Copy out the entries below exactly as they stand, but only from the line containing "the green tree" through the line containing "of the forest".
-------------------------
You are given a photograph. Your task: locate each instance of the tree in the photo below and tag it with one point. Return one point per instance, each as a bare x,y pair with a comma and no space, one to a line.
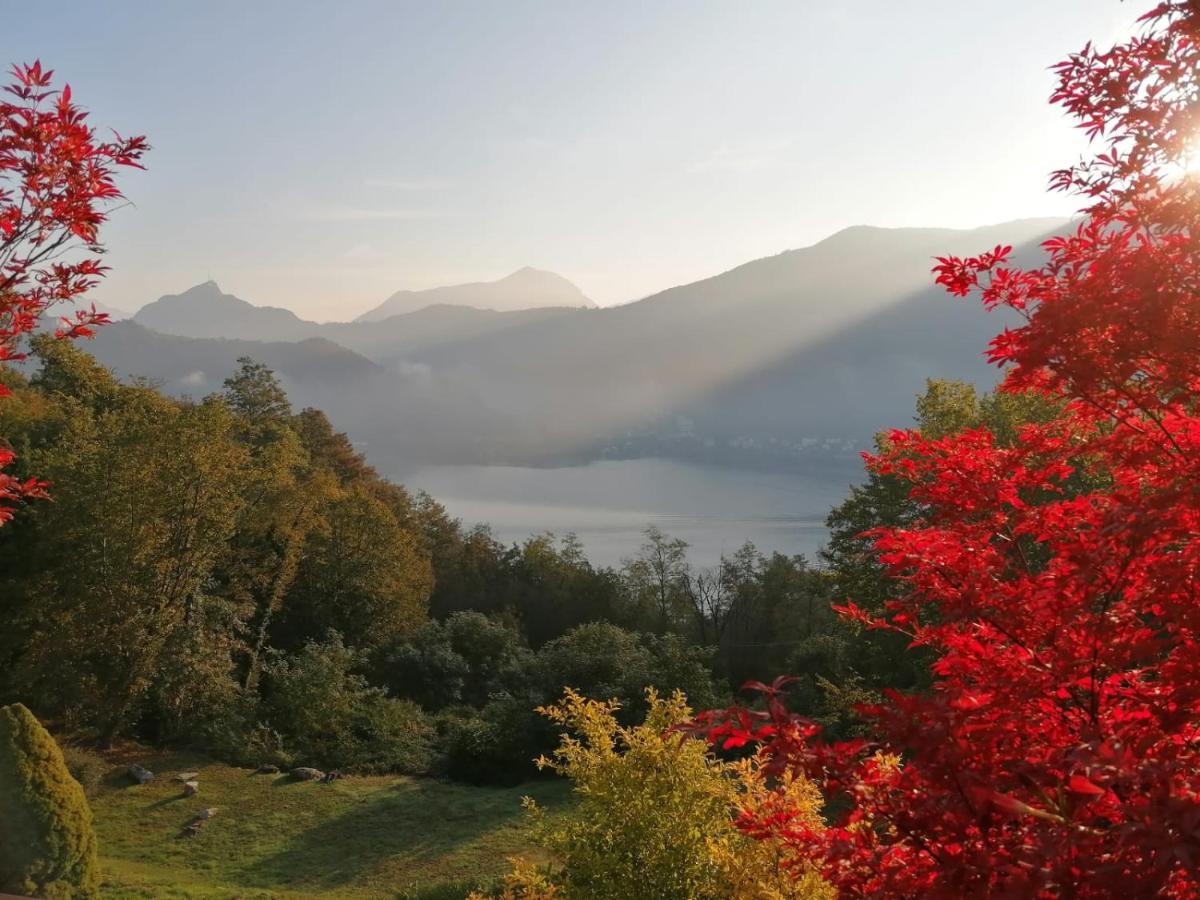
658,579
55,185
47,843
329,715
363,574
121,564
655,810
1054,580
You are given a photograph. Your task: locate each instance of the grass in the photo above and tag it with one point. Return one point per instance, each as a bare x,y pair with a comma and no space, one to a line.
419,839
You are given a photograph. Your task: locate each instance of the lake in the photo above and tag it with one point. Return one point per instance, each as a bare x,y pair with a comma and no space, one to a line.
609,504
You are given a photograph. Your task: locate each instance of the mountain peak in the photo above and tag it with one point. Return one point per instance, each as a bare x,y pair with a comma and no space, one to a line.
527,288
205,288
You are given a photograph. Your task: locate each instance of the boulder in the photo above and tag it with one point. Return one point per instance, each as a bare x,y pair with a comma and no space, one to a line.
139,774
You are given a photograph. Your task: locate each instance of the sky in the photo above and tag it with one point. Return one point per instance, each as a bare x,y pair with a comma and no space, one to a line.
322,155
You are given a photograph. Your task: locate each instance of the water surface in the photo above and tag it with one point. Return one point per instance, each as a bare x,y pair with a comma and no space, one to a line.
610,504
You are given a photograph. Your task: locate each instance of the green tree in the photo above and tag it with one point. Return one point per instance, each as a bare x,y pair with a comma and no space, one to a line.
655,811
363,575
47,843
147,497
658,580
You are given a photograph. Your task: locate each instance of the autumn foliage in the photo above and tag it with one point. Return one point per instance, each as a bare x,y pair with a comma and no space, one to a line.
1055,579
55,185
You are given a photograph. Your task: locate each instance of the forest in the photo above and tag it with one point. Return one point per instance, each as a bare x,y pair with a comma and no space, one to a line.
-------------------------
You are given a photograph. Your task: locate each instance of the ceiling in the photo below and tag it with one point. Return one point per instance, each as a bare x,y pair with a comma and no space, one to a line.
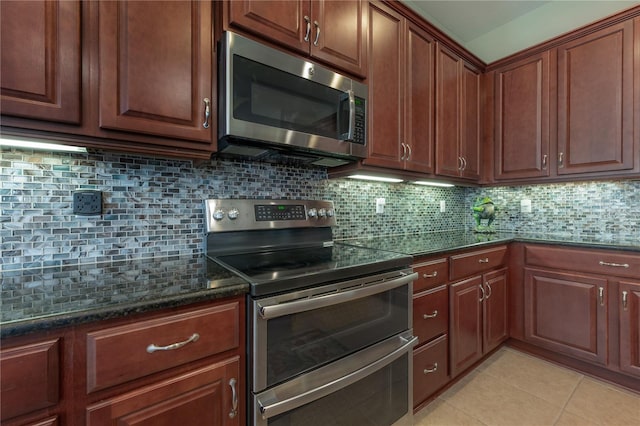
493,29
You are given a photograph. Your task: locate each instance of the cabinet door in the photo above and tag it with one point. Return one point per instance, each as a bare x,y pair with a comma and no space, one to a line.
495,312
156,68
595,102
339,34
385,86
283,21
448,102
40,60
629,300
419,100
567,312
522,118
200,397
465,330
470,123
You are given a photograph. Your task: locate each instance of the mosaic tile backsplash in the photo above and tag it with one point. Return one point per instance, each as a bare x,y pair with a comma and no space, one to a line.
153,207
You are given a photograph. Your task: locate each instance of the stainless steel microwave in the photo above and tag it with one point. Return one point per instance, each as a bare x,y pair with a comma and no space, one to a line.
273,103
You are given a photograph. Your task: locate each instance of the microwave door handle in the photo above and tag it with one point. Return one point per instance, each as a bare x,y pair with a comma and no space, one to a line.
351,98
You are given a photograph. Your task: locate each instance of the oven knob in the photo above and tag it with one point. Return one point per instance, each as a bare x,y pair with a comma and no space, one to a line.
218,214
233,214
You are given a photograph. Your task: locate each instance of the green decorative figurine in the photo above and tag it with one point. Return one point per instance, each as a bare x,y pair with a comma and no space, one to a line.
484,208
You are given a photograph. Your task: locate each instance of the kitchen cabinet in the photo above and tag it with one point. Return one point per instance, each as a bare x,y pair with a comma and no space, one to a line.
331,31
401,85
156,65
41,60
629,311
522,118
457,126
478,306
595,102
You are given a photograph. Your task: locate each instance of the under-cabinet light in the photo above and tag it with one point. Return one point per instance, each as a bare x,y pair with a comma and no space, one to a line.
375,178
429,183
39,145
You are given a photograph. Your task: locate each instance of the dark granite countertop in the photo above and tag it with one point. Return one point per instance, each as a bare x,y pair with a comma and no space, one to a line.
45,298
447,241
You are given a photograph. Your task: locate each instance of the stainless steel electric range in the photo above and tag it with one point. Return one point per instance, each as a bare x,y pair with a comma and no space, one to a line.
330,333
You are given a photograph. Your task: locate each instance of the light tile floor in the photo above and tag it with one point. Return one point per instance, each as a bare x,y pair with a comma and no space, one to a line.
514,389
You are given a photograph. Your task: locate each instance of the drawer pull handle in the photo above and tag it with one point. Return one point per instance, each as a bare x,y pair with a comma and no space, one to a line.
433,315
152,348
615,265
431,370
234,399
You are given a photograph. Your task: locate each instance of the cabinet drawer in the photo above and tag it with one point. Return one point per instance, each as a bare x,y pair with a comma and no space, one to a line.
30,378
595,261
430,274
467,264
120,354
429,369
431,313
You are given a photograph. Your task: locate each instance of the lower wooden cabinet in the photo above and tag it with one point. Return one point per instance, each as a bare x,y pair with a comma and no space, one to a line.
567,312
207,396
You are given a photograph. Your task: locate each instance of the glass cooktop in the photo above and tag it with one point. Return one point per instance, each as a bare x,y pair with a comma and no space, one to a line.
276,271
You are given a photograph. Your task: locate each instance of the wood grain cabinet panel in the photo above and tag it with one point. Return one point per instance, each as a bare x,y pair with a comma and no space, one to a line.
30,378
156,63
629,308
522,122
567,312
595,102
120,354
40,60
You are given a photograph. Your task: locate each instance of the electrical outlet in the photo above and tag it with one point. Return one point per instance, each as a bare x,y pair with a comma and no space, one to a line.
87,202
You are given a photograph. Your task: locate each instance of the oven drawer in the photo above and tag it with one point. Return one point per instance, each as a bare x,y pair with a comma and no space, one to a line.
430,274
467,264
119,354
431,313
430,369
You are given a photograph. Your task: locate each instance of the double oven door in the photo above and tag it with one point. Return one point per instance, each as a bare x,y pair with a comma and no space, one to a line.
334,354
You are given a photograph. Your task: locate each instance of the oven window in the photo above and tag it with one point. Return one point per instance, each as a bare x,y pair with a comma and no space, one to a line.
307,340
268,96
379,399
-------------------------
§ Solution to this task
You are given a photograph. Your task: locate each instance of the green tree in the photo above and tag it with one point. Return one point per instance, each as a bare x,y pair with a comma and no space, one to a line.
655,811
363,575
47,843
147,497
658,580
You are given a photograph. Your task: locate each instance of the autumn foliage in the photo above and tag it with one point. Return one point per instance, each as a bare x,y pair with a comma and no space, one to a line.
1055,579
55,185
You are given a photograph. Your task: locate each instance of the forest in the photo above and tag it with one point. Return one point per instance, each as a bare x,y pair with a comma and no space, one to a line.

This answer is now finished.